▶ [Text]:
I originaly bought the Pentax 43WR becuase one of my hobbies is whitewater kayaking. The pentax WR and WP series cameras are very small, fit in a pocket. I"m thrilled with the image quality, and easy to use features. The autoprogram mode P is excellent. But I've also used the macro and time lapse (fireworks) modes too. The panoramic features is easy. The menus are the most intuitive I've ever seen in a digital camera. 90% of the time I use use the P mode... BUT the other stuff is there in case I want to play with it. 

Before you buy, please check out the pentax models... 

note: the pentax 43WR will also run on regular AA batteries if you run out of juice with the DC3 battery and are traveling and can't find the high capacity batter. So you'll never be with your camera due to battery loss. The WP, I think has to be charged... not sure... but I"m checking it out myself this weekend. (I like the idea of using it underwater, without having to buy a housing and it's soo small).

roud:


----------



## JimmyYahoo (Aug 14, 2005)

I have the SD300, wonderful camera, small, compact, everything else thats been said. Nice direct to TV feature for showing pictures to family when there is no computer around and the video that it can take is great. If there is one drawback its all the little manual settings that i just cannot take the time to read through the 300page book to figure out and the onscreen menus for such are a bit lacking in description, luckily enough the auto mode is just fine. Best part is its size, compact, lightweight with just enough heft to know its a fine piece of equipment.


----------

▶ [Information]:
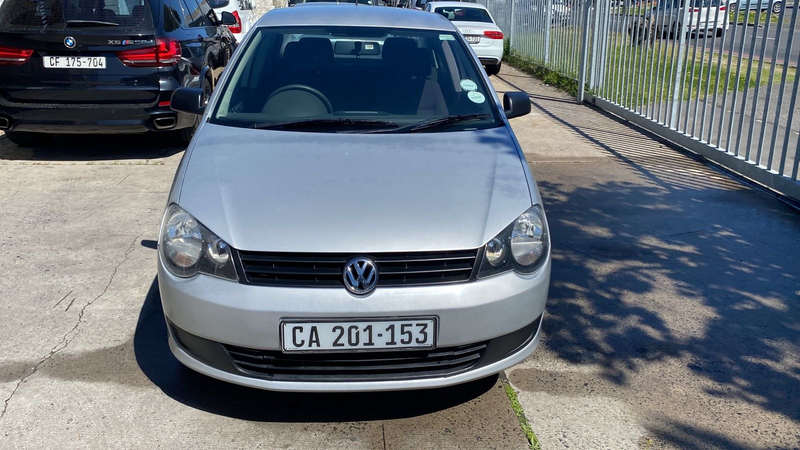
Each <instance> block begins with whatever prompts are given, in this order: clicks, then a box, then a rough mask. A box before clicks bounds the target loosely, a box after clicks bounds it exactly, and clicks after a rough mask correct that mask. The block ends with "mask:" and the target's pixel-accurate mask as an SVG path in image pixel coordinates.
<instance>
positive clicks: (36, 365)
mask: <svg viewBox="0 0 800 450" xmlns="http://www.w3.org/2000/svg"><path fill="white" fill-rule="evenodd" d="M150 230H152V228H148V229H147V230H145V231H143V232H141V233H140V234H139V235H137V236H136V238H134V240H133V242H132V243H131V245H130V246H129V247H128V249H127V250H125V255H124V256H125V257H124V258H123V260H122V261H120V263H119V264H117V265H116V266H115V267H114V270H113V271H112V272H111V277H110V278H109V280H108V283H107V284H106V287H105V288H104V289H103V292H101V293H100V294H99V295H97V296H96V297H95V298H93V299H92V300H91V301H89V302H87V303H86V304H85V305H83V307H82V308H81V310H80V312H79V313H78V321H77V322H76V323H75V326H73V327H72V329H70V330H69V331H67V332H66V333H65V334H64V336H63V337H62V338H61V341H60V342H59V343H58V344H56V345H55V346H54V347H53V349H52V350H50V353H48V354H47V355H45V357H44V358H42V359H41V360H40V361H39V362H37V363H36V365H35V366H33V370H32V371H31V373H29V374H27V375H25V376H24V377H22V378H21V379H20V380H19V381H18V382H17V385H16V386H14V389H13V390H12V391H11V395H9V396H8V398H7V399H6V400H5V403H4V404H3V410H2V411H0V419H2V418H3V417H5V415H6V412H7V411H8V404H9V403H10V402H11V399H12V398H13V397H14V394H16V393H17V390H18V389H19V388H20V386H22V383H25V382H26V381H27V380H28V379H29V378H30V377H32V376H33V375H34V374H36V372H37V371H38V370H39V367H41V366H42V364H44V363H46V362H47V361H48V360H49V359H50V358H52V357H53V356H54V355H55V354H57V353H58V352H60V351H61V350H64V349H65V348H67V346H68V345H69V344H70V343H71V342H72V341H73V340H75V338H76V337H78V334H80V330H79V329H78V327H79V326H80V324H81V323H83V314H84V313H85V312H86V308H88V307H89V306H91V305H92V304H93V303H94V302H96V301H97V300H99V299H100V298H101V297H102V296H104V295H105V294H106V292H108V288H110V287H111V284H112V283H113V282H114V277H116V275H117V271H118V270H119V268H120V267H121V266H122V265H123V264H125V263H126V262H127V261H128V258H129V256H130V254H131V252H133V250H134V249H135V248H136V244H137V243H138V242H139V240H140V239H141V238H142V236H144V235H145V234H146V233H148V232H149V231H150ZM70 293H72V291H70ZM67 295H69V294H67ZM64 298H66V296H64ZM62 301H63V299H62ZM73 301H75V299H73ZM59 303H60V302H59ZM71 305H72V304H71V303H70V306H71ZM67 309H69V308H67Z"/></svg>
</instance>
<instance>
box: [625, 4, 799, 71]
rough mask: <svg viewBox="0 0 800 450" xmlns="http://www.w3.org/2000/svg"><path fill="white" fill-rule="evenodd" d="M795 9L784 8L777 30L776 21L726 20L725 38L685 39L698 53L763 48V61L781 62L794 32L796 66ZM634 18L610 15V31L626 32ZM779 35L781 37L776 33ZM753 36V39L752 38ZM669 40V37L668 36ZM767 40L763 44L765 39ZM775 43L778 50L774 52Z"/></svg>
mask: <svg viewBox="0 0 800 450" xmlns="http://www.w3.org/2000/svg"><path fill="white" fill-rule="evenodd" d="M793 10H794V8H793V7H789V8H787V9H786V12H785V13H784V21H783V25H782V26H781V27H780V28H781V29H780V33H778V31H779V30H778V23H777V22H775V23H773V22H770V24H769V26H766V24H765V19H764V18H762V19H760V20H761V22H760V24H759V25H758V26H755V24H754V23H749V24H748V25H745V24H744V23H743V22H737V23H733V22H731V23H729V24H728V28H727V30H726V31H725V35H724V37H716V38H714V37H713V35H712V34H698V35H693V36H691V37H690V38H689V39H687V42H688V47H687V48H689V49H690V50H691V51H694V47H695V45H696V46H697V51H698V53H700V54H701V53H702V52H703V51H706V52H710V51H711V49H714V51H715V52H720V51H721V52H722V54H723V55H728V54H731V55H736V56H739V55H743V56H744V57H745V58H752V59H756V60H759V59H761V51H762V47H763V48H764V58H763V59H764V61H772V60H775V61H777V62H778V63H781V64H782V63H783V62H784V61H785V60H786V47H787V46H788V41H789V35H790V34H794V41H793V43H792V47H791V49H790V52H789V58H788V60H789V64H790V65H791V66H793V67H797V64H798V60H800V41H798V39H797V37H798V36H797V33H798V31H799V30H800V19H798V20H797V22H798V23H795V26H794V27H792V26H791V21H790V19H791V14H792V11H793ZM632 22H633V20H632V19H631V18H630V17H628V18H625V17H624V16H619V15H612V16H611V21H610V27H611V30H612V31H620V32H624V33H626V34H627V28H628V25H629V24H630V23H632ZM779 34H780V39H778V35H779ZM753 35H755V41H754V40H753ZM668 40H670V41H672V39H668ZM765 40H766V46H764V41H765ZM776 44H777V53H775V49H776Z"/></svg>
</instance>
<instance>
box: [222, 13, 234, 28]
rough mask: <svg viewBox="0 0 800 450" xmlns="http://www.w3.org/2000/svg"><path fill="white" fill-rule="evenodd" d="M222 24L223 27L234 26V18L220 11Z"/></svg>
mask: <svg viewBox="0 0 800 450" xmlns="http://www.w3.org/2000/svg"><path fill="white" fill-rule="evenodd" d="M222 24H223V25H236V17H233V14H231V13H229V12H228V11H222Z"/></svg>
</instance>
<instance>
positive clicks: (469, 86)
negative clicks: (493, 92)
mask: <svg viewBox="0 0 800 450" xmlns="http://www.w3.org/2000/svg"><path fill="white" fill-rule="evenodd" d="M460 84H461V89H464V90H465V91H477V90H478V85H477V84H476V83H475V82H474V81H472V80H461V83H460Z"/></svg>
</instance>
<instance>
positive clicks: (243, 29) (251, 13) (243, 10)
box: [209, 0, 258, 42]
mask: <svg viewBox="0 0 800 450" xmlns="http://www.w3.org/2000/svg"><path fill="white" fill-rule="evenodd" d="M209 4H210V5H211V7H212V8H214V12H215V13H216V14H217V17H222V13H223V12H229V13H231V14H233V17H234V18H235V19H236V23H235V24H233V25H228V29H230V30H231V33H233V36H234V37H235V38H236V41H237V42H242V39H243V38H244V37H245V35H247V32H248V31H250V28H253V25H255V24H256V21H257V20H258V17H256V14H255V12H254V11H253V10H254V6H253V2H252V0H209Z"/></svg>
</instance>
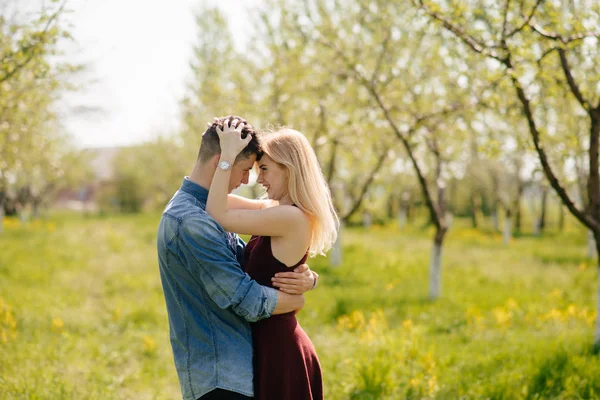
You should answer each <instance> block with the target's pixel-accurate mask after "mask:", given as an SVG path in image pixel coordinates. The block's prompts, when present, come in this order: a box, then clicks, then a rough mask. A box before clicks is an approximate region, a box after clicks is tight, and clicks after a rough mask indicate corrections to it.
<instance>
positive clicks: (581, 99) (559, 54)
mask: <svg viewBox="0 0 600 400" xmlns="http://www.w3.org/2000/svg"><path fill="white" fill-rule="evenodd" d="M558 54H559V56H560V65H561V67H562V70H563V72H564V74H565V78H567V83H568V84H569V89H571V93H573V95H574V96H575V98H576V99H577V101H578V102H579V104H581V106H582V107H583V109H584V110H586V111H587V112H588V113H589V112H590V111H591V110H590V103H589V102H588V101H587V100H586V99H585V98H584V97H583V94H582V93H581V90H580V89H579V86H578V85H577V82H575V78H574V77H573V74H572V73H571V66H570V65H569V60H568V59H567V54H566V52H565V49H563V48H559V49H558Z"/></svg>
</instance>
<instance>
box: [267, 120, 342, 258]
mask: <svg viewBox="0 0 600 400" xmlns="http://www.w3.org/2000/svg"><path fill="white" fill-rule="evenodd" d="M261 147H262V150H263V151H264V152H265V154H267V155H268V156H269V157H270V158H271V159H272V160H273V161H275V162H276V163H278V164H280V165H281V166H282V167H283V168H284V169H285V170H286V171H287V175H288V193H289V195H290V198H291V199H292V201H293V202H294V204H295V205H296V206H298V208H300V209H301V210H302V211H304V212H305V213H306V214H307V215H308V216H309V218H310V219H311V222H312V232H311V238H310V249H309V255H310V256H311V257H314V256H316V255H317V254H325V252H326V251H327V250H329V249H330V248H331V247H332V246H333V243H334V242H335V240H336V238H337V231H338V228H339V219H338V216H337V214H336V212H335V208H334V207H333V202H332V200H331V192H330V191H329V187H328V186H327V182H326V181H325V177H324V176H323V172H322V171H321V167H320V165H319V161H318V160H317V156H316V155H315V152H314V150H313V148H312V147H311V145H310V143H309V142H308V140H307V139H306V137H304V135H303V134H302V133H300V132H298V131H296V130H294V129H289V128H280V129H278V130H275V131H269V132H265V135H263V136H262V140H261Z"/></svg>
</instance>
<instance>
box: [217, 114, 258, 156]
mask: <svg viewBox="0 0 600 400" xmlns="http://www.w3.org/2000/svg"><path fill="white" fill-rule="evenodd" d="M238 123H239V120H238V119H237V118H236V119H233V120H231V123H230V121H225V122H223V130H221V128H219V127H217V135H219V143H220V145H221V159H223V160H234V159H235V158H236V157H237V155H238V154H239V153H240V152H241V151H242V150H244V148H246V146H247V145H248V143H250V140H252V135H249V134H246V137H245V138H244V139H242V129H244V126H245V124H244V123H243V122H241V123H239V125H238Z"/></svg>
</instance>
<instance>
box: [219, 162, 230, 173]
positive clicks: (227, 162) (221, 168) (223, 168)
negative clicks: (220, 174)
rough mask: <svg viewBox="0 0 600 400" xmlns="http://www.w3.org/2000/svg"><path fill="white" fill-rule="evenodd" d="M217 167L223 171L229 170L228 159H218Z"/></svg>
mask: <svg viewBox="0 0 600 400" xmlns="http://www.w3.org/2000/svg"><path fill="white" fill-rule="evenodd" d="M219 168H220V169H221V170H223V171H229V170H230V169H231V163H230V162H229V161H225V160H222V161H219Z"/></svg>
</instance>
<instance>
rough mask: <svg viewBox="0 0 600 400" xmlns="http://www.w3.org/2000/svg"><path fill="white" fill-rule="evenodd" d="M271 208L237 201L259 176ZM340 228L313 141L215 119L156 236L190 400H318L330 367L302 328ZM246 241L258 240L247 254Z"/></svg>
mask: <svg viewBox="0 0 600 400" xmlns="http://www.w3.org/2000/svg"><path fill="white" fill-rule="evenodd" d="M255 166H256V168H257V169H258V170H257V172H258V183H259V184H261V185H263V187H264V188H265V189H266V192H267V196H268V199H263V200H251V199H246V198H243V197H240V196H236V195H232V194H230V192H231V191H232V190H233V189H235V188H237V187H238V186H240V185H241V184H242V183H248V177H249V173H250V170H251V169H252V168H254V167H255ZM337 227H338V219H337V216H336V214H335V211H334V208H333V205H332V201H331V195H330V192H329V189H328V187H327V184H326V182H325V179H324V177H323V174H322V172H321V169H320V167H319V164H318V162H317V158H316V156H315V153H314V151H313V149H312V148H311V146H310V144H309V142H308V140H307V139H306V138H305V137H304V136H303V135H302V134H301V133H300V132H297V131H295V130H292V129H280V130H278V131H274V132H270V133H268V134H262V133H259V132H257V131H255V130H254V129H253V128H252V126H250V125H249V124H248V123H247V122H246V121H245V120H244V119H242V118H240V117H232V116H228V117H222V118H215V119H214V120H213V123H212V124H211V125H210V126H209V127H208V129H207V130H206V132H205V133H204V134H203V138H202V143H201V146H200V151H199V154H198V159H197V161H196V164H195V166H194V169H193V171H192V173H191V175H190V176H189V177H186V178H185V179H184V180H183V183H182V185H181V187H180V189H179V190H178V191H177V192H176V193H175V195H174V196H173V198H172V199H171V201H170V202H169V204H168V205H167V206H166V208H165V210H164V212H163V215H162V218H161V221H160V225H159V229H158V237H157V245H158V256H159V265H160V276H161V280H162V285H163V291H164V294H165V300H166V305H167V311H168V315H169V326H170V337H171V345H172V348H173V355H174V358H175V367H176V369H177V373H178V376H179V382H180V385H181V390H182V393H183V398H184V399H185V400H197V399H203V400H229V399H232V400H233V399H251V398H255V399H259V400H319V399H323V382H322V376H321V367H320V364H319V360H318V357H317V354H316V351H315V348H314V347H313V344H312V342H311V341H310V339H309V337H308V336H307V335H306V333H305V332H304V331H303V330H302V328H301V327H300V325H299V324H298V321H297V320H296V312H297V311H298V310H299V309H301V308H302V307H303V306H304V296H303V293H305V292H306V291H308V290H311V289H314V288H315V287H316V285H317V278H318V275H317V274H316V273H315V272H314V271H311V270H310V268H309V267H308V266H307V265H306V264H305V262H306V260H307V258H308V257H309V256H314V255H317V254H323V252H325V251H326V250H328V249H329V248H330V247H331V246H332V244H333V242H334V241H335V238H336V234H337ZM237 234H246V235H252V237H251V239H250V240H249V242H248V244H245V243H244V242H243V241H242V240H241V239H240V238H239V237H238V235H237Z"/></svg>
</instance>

▶ [Work to complete]:
Reproduce the passage of the camera forum thread between "I originaly bought" and "play with it.", inclusive, keeping every character unchanged.

▶ [Result below]:
I originaly bought the Pentax 43WR becuase one of my hobbies is whitewater kayaking. The pentax WR and WP series cameras are very small, fit in a pocket. I"m thrilled with the image quality, and easy to use features. The autoprogram mode P is excellent. But I've also used the macro and time lapse (fireworks) modes too. The panoramic features is easy. The menus are the most intuitive I've ever seen in a digital camera. 90% of the time I use use the P mode... BUT the other stuff is there in case I want to play with it.